*Bloque de texto*.
Una saludable dosis de integridad
¿Por qué estamos atravesando momentos tan inciertos y complejos como sociedad? Podemos conjeturar múltiples respuestas. Sin embargo, me gustaría poner el foco en una virtud frecuentemente olvidada que puede ofrecer un camino de solución viable, no exento de dificultades, de cara al futuro: la integridad.
¿Qué es la integridad? Se la asimila a la honestidad, a la confiabilidad y a la benevolencia, todas ellas virtudes muy destacables. Pero la integridad puede definirse como la virtud moral que nos lleva a actuar en forma coherente con nuestros valores éticos, y a hacer corresponder nuestra palabra con nuestros actos.
Las investigaciones académicas registran un importante consenso respecto de la correlación positiva que existe entre la integridad y la confianza, así como entre la confianza y la naturaleza de los resultados que se obtienen en una tarea. Esto implicaría, por ejemplo, que quienes trabajan juntos y se tienen confianza mutua alcanzarán objetivos más significativos que quienes carecen de ella. Esto también vale a nivel grupal, organizacional y social.
¿Y qué es la confianza? Propongo utilizar la definición de Denise A. Rousseau, doctora en psicología, que la describe como el estado psicológico que nos permite aceptar sentirnos vulnerables frente a otro, ya que tenemos expectativas positivas con respecto de sus intenciones o conductas. Por ejemplo, sentir que uno puede compartir información confidencial sin experimentar perjuicio alguno.

*Datos proporcionados*.

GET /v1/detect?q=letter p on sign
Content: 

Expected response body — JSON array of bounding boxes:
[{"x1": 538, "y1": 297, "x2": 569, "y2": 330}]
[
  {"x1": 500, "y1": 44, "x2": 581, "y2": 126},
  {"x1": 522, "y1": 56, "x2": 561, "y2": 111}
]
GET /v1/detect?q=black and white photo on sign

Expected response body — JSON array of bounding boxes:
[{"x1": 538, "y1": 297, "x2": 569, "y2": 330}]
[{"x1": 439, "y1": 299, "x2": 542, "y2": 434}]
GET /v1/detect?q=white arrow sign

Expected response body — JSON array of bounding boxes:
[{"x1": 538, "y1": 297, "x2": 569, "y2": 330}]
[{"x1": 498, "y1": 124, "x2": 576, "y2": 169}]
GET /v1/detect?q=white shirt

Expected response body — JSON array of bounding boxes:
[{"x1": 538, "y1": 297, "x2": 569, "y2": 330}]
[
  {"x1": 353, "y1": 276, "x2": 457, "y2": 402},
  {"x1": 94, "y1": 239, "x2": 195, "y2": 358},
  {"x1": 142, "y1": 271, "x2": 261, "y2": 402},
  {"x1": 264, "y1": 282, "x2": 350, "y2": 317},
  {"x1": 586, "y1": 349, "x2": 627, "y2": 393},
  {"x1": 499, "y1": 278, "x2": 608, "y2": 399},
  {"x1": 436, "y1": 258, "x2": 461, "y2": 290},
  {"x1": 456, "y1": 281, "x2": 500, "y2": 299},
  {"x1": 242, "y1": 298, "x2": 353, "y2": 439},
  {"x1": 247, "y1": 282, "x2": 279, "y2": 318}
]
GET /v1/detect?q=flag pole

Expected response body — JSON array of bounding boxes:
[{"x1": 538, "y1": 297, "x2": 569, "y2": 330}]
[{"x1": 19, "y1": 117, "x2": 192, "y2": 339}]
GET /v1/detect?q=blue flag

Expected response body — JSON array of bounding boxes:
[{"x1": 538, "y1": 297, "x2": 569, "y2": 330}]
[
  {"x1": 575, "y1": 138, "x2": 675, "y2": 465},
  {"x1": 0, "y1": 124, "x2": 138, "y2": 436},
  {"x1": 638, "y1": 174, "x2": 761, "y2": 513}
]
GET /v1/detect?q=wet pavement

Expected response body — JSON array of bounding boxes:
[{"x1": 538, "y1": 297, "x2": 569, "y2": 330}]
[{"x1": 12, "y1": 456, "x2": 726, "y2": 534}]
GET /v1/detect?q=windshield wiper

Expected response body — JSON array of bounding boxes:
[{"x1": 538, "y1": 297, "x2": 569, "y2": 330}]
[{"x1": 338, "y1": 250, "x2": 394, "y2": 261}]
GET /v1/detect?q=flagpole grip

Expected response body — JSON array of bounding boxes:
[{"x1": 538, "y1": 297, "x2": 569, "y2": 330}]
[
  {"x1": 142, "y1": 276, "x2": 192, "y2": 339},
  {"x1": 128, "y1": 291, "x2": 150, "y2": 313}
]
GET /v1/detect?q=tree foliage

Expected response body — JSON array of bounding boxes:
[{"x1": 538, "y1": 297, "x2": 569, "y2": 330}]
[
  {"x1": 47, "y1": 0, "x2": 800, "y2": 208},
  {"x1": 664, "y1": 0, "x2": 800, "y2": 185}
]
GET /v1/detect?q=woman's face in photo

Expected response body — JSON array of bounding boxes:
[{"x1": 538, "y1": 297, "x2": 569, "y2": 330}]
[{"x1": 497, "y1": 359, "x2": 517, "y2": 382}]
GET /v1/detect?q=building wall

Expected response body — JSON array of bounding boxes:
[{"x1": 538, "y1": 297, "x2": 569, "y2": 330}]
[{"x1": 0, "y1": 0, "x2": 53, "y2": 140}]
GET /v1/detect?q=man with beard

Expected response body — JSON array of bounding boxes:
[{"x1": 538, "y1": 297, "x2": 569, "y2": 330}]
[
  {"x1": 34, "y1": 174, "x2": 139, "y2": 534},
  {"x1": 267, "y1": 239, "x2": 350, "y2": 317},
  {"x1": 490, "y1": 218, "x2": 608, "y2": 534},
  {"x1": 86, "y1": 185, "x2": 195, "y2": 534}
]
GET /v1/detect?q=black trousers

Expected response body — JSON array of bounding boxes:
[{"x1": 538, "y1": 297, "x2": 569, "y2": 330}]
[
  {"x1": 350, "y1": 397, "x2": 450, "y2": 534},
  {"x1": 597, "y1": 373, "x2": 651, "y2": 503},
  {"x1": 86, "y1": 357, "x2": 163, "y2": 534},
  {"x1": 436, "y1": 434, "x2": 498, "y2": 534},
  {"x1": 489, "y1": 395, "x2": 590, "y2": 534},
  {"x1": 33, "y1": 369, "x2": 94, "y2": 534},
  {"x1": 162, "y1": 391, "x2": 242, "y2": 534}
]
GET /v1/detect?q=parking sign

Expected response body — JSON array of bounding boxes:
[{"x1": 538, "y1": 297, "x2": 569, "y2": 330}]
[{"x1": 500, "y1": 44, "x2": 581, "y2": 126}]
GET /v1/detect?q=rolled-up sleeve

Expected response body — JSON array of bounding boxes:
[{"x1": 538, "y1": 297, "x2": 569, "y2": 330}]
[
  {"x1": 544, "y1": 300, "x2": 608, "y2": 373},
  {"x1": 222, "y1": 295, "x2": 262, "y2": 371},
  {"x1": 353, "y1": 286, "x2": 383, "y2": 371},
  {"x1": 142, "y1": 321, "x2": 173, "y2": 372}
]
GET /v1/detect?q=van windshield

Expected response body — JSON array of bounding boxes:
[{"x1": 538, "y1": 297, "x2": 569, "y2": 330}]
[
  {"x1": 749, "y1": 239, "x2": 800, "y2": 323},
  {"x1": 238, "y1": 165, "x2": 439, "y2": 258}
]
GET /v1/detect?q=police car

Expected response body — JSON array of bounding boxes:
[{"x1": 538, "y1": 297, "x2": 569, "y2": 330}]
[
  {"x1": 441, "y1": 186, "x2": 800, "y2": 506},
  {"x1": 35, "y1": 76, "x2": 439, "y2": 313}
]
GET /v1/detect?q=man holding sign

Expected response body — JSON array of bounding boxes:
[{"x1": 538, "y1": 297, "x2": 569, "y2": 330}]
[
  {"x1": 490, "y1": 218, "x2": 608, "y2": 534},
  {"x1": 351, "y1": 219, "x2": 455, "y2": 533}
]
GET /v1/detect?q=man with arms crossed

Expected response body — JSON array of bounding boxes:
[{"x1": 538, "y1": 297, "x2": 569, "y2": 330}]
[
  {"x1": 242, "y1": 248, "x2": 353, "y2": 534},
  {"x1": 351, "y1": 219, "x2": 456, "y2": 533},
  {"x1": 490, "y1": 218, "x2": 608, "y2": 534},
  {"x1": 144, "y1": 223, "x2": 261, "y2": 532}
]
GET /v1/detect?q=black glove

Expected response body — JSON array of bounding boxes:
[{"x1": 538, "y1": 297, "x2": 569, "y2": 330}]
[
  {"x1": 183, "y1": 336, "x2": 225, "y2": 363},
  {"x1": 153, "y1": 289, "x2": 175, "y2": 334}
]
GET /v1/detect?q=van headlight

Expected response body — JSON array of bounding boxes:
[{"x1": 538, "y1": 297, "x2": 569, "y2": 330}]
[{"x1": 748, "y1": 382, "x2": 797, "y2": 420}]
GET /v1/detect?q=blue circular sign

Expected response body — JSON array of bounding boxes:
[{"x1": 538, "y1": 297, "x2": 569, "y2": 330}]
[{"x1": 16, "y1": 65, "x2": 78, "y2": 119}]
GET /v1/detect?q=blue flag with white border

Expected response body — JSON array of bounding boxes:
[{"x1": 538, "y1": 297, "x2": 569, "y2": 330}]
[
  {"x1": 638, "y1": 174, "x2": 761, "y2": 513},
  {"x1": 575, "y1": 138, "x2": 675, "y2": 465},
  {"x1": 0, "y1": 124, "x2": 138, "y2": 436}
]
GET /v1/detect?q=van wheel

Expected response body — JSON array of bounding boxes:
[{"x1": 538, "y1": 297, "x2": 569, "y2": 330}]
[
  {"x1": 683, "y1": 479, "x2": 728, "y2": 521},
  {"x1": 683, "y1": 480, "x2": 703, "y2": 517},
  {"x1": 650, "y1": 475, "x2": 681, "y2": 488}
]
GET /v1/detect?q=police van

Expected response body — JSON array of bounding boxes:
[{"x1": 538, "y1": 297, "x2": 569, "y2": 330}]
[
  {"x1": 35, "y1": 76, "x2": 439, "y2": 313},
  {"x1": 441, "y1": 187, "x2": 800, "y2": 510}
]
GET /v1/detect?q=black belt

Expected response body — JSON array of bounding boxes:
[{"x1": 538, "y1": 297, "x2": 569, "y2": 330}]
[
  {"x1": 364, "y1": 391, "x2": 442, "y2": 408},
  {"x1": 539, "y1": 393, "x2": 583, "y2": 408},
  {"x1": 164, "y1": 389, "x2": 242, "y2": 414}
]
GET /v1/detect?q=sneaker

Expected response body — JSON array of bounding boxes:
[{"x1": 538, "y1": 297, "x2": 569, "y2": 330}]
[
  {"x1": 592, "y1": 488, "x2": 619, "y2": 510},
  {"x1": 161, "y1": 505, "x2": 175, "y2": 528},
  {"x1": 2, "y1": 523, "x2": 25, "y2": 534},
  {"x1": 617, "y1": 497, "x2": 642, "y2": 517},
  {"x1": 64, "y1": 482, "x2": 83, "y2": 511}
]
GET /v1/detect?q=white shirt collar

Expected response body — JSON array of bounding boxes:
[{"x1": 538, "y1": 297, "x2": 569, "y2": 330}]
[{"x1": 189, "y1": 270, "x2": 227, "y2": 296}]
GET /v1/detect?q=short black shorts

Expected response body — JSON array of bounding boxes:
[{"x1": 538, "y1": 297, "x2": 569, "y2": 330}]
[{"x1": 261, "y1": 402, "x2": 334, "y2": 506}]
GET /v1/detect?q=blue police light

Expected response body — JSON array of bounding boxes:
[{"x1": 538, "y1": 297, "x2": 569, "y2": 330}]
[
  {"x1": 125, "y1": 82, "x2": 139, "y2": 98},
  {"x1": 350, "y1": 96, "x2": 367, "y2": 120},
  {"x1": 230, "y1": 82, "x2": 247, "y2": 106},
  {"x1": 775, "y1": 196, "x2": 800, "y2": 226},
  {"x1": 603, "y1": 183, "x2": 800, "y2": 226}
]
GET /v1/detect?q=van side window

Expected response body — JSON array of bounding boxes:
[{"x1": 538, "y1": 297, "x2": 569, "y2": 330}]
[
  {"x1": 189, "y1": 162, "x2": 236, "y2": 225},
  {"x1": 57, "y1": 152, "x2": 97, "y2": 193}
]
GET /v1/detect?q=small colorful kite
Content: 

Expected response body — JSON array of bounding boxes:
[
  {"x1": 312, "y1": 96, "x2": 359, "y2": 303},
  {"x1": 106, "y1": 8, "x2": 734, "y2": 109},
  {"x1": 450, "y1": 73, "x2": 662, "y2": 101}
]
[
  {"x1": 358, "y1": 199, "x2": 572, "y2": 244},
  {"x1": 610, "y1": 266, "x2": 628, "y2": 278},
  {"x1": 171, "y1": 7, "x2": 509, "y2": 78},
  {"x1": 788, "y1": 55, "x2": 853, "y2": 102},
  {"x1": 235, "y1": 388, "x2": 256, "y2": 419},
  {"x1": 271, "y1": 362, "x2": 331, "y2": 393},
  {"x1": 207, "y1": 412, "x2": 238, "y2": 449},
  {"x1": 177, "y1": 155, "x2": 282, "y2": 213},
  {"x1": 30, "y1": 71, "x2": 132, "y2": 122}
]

*Consigna*.
Responde estas preguntas a partir del texto sobre la integridad:
(a) ¿Cómo define el texto la integridad?
(b) ¿Qué título tiene Denise A. Rousseau?
(c) Además de la correlación entre integridad y confianza, ¿qué otra correlación positiva registran las investigaciones académicas?

*Respuesta completa*.
(a) Como la virtud moral que nos lleva a actuar en forma coherente con nuestros valores éticos y a hacer corresponder nuestra palabra con nuestros actos.
(b) Es doctora en psicología.
(c) La correlación entre la confianza y la naturaleza de los resultados que se obtienen en una tarea.